DJE: Risiken nicht eingepreist
Die negativen Effekte, die Trumps erratische Zollpolitik auf die Gewinnentwicklung von Unternehmen aus verschiedenen Sektoren ausübt, erscheinen nicht eingepreist. Vorsicht bleibt daher trotz der vorläufigen Erholung der Kurse geboten.19.05.2025 | 10:30 Uhr
Die Autoren: Das Strategie-Team von DJE beobachtet und bewertet die Märkte laufend anhand der hauseigenen FMM-Methode nach fundamentalen, monetären und markttechnischen Kriterien.
Nach
dem sogenannten „Liberation Day“ am 2. April, an dem US-Präsident Donald Trump
Zölle gegen (fast) die ganze Welt ankündigte, setzte ein Abverkauf an den
Aktienmärkten ein. Die starke Erholung nach dem 7. April 2025 ist vor allem auf
technische Faktoren, d.h. extremer Pessimismus und sehr überverkaufte Märkte,
und monetäre Gründe wie mögliche US-Zinssenkungen zurückzuführen, nicht aber
auf fundamentale Faktoren.

[Auszüge aus einem Zeige-Datensatz]
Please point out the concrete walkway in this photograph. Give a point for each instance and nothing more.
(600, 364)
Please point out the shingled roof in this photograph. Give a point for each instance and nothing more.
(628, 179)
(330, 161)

== ARBEITSAUFTRÄGE ==
1) Übersetze aus dem Marktkommentar zur Zollpolitik den Satz „Vorsicht bleibt daher trotz der vorläufigen Erholung der Kurse geboten.“ ins Englische.
2) Bearbeite im Marktkommentar zur Zollpolitik den Abschnitt von „DJE: Risiken nicht“ bis einschließlich „auf fundamentale Faktoren.“ und setze dabei „Kursrutsch“ an die Stelle von „Abverkauf“.
3) Schreibe den Marktkommentar zu Trumps Zollpolitik im Anschluss an seinen letzten Satz weiter.
Die Einträge stammen aus einer anderen Quelle.

== DIE ERGEBNISSE ==
1) Caution therefore remains advisable despite the temporary recovery in prices.

2)
DJE: Risiken nicht eingepreist
Die negativen Effekte, die Trumps erratische Zollpolitik auf die Gewinnentwicklung von Unternehmen aus verschiedenen Sektoren ausübt, erscheinen nicht eingepreist. Vorsicht bleibt daher trotz der vorläufigen Erholung der Kurse geboten.19.05.2025 | 10:30 Uhr
Die Autoren: Das Strategie-Team von DJE beobachtet und bewertet die Märkte laufend anhand der hauseigenen FMM-Methode nach fundamentalen, monetären und markttechnischen Kriterien.
Nach
dem sogenannten „Liberation Day“ am 2. April, an dem US-Präsident Donald Trump
Zölle gegen (fast) die ganze Welt ankündigte, setzte ein Kursrutsch an den
Aktienmärkten ein. Die starke Erholung nach dem 7. April 2025 ist vor allem auf
technische Faktoren, d.h. extremer Pessimismus und sehr überverkaufte Märkte,
und monetäre Gründe wie mögliche US-Zinssenkungen zurückzuführen, nicht aber
auf fundamentale Faktoren.

3)
Fundamental
bleibt die Situation schwierig: Die zu erwartenden negativen Effekte aus Trumps
Zollpolitik auf die Unternehmensgewinne scheinen derzeit nicht adäquat
eingepreist. Viele Firmen trauen sich keinen Ausblick mehr zu und berichten in
Gesprächen über ein sich klar eintrübendes Umfeld im zweiten Quartal.
Niedrigere Unternehmensgewinne erscheinen demzufolge nicht von den Märkten
berücksichtigt und stellen ein Risiko für die kommenden Monate dar. Eine
Rezession in den USA liegt auch im Bereich des Möglichen.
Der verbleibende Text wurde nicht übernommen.